*** INPUT ROWS ***
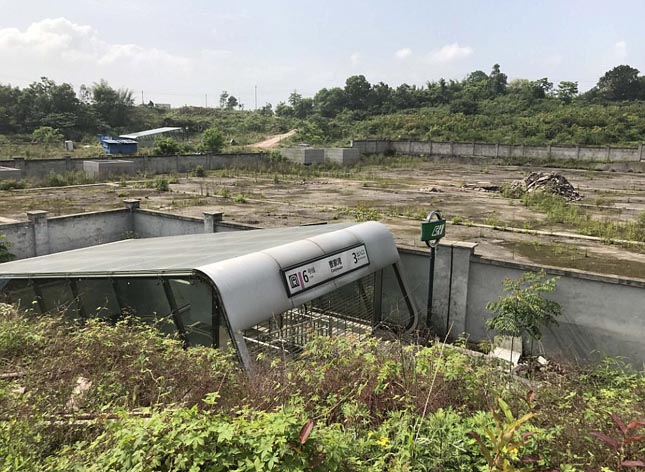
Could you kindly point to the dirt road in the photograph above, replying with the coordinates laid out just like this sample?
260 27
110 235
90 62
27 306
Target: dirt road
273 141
***
*** INPUT ROWS ***
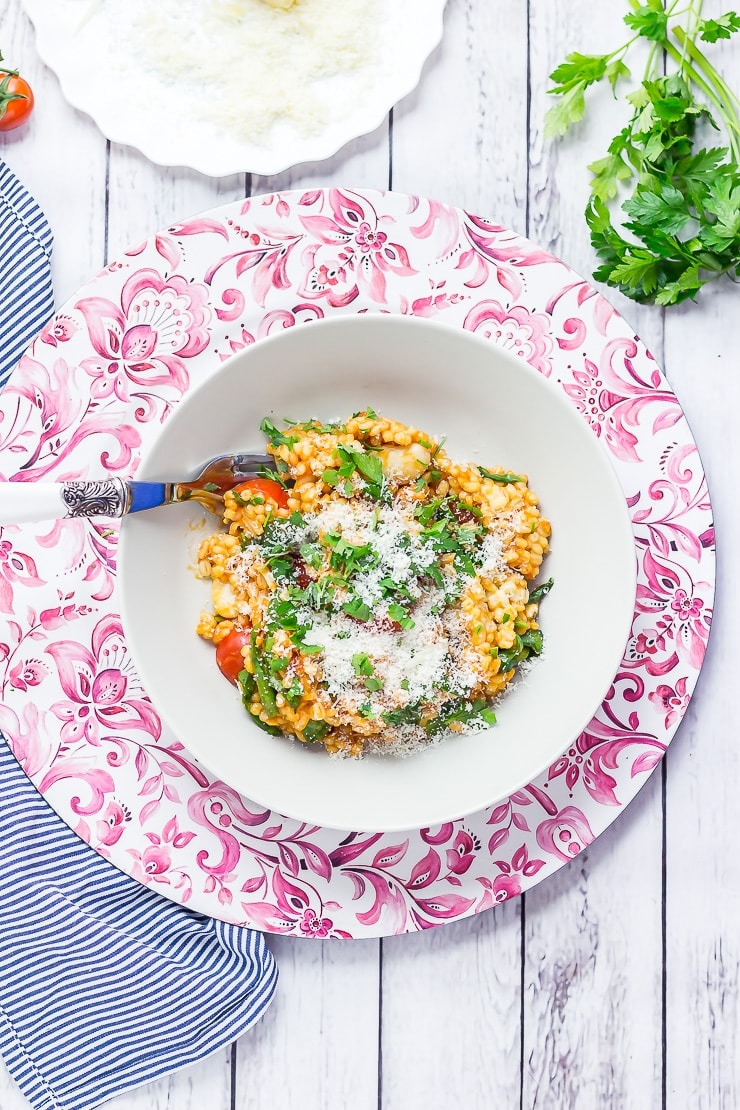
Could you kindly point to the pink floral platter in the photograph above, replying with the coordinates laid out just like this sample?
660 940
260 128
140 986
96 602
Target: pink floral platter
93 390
***
### [BRIEF]
How many lines of the entries above contain the word "just"? Case counts. Reply with the number only.

### [ANSWER IN FULL]
2